> [Task brief]:
Count the lines in the data below that contain the string "board" with matching case. Reply with the number alone.

(Object location annotation data)
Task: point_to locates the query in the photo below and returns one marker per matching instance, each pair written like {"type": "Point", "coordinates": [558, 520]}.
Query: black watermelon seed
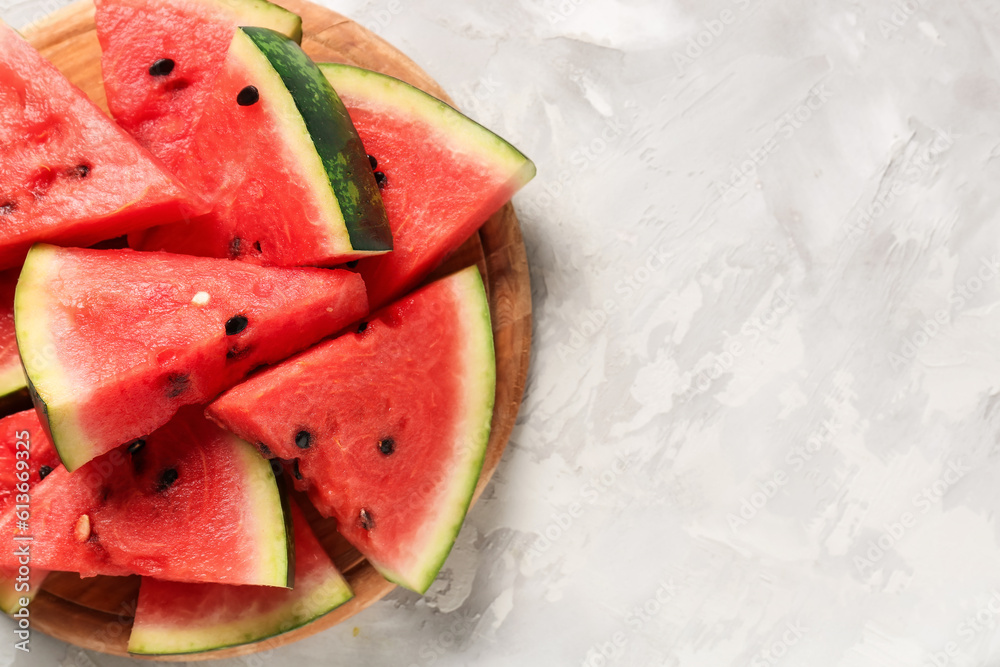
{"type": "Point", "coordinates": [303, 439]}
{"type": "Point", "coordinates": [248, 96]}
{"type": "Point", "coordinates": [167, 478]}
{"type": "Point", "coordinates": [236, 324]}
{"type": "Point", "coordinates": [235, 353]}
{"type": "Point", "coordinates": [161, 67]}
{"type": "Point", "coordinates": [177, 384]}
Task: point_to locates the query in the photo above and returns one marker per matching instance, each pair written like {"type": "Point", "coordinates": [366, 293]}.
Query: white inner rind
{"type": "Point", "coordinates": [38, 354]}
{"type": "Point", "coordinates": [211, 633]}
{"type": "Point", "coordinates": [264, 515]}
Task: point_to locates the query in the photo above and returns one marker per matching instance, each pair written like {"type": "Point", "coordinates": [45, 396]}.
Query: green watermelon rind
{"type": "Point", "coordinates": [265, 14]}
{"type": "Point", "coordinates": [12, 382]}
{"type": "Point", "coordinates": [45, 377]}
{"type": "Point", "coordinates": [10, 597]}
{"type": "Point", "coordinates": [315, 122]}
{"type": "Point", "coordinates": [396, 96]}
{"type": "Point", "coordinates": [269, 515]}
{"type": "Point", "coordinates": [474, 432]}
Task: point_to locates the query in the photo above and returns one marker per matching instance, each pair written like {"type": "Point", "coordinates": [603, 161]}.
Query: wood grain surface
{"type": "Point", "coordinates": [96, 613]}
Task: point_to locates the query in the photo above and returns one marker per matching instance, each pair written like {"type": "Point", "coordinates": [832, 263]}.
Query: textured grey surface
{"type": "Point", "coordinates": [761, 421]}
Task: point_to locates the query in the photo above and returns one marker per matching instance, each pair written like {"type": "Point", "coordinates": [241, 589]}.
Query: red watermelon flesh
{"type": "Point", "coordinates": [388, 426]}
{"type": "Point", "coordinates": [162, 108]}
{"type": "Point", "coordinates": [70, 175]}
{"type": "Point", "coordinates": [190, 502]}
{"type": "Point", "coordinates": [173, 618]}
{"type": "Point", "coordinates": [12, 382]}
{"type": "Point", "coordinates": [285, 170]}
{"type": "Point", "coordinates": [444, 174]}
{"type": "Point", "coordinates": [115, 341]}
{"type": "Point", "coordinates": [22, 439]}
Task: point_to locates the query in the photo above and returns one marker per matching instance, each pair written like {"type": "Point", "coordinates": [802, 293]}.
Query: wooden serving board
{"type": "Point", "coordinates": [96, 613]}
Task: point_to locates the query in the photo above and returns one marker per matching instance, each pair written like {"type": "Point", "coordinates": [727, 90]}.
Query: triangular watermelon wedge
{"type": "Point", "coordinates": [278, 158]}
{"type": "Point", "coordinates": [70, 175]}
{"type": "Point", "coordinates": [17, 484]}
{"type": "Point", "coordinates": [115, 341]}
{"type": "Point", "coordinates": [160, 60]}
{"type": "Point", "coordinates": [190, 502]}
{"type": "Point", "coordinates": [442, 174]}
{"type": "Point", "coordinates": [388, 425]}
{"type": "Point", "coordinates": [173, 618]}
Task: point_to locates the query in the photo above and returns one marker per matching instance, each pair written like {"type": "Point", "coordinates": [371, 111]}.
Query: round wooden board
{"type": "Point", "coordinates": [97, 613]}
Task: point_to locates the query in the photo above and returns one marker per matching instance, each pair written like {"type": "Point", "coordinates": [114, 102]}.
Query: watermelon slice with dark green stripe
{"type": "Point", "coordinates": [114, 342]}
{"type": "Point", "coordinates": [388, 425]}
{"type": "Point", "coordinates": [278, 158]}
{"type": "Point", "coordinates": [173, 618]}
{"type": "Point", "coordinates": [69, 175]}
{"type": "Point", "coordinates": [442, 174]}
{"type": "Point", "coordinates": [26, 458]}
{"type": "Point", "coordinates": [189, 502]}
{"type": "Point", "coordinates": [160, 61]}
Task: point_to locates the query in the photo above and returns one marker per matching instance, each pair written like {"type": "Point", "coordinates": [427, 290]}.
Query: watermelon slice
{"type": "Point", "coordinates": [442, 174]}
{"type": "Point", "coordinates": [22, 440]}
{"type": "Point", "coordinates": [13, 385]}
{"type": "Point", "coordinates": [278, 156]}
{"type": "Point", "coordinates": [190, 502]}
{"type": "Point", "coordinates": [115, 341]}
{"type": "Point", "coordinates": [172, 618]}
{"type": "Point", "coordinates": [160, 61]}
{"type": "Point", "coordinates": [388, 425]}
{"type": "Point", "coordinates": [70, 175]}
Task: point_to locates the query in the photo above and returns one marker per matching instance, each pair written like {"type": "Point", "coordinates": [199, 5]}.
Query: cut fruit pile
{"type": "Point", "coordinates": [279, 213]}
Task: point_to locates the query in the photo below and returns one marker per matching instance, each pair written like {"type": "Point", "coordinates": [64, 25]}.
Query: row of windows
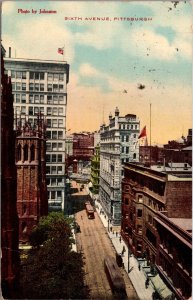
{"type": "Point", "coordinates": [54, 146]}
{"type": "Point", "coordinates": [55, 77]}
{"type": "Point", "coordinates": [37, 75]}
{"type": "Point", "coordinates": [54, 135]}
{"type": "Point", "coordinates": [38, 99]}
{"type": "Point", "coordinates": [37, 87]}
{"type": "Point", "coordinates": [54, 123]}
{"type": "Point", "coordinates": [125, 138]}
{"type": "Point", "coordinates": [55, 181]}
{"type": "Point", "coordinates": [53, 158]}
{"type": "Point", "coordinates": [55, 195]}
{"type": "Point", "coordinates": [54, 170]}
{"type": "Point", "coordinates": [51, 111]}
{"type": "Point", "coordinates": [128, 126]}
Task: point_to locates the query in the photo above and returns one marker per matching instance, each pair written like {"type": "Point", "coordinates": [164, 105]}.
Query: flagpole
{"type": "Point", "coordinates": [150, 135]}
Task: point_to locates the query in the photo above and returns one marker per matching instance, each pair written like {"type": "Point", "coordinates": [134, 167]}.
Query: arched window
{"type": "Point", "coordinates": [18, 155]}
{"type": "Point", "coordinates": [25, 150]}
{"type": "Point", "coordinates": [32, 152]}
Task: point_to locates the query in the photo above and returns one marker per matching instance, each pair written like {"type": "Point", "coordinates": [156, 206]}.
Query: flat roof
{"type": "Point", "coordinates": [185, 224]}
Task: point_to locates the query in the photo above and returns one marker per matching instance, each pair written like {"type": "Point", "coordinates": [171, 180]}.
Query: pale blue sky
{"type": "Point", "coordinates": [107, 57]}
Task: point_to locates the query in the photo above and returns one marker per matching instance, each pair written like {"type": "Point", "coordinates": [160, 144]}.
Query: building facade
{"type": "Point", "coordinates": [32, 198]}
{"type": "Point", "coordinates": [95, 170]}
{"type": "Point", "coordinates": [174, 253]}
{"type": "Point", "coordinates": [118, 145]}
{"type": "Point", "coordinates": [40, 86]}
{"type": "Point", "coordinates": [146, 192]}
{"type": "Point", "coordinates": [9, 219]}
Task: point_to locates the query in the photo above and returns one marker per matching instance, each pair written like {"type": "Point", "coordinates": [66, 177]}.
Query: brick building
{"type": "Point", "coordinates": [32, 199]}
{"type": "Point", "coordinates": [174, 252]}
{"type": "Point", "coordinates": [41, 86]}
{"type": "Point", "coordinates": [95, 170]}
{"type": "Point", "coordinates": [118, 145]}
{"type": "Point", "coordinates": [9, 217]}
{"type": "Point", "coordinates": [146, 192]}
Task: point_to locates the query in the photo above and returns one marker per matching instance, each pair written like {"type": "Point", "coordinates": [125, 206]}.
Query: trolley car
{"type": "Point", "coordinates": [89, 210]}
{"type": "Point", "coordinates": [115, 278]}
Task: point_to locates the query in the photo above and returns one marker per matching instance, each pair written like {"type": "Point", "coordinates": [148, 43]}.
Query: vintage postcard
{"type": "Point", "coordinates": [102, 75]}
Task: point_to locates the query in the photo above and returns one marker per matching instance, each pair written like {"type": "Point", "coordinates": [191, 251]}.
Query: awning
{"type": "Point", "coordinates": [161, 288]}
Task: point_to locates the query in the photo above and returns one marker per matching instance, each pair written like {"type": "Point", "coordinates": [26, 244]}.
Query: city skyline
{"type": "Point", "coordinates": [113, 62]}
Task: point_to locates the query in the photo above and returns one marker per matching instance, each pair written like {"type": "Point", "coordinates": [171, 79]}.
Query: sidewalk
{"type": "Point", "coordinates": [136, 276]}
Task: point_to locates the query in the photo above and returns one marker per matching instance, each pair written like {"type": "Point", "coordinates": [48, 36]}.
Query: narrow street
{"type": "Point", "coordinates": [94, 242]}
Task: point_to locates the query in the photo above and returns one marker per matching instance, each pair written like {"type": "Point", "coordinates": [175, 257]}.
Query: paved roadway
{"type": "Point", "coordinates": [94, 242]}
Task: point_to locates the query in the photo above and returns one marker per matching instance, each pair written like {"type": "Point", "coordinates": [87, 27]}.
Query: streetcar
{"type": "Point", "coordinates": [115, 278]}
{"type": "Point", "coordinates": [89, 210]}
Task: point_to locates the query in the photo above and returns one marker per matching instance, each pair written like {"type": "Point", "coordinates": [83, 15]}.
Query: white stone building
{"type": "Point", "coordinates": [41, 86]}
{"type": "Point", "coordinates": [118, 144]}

==

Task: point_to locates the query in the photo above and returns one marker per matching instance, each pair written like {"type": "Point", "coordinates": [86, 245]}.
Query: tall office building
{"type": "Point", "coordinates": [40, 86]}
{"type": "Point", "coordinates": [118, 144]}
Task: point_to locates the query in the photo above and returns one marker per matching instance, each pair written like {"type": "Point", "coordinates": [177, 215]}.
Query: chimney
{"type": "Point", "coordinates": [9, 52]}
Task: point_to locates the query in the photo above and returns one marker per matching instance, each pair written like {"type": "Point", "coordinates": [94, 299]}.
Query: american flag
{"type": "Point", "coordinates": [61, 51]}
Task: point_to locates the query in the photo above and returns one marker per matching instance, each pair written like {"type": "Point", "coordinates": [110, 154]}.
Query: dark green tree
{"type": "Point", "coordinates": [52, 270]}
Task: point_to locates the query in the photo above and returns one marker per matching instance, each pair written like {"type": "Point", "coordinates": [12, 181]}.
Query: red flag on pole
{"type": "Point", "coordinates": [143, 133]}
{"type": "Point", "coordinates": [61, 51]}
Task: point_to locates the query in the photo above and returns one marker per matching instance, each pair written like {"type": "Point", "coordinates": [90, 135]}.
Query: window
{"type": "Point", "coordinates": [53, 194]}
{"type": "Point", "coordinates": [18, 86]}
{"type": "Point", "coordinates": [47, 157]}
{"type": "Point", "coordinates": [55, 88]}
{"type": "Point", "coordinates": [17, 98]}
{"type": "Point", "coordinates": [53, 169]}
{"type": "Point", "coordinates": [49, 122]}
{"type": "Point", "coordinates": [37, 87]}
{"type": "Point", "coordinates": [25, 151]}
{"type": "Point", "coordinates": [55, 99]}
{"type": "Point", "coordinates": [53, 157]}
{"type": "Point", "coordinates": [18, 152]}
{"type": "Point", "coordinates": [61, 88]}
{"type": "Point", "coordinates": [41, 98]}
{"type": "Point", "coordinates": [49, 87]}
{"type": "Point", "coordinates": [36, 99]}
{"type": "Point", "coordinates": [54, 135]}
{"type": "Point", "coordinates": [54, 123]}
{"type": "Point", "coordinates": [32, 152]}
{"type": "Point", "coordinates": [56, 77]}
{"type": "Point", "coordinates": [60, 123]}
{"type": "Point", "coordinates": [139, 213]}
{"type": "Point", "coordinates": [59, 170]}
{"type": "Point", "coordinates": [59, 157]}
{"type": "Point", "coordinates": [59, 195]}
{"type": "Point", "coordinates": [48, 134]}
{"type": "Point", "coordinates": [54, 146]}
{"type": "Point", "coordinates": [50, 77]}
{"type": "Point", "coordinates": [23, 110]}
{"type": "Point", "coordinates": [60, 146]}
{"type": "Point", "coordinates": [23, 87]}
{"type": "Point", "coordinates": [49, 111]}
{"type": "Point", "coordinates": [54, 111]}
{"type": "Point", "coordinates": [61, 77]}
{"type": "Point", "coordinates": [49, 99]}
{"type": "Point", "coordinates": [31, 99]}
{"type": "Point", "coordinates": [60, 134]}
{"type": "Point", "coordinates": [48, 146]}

...

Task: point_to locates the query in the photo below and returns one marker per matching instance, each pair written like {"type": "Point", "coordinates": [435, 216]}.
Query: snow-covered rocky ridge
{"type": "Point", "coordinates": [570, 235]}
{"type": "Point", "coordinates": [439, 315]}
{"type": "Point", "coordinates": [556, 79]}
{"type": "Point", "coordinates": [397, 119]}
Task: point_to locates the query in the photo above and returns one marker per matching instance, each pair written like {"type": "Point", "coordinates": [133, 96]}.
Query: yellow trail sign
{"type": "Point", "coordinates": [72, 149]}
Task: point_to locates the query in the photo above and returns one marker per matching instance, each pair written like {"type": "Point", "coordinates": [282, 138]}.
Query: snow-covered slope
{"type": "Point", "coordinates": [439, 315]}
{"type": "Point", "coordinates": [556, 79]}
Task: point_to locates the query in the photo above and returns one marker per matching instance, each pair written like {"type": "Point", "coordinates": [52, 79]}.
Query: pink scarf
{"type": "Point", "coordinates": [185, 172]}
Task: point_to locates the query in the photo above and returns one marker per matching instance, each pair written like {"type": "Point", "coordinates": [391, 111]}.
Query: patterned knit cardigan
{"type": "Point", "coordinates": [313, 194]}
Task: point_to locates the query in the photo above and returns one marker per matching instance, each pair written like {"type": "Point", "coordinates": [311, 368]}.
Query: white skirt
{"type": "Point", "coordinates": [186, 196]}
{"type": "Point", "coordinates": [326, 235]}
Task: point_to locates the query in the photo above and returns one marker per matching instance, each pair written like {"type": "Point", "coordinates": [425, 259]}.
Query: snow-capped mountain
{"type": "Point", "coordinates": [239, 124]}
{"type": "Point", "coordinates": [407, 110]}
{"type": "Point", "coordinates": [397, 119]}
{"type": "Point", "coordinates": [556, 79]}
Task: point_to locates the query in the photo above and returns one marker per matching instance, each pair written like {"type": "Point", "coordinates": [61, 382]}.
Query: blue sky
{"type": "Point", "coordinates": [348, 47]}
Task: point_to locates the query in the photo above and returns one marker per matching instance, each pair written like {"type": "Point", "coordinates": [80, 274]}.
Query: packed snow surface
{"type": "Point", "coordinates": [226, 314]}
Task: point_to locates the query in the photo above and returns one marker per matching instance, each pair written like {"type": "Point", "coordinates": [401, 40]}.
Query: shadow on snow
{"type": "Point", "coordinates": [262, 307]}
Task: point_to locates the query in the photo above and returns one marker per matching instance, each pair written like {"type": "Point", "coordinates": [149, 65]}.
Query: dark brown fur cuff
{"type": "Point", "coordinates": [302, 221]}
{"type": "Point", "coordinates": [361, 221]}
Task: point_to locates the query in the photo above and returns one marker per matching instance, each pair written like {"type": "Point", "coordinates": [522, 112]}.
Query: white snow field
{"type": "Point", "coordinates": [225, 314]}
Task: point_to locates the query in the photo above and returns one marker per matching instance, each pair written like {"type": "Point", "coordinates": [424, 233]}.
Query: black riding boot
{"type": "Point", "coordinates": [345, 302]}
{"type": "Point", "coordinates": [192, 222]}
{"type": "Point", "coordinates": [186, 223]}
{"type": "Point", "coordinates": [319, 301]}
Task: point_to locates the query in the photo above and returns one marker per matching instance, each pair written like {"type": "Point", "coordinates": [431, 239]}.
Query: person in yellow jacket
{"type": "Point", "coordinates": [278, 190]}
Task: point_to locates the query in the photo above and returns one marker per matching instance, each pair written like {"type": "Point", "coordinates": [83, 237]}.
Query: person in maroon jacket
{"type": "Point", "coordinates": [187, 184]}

> [Response to this exercise]:
2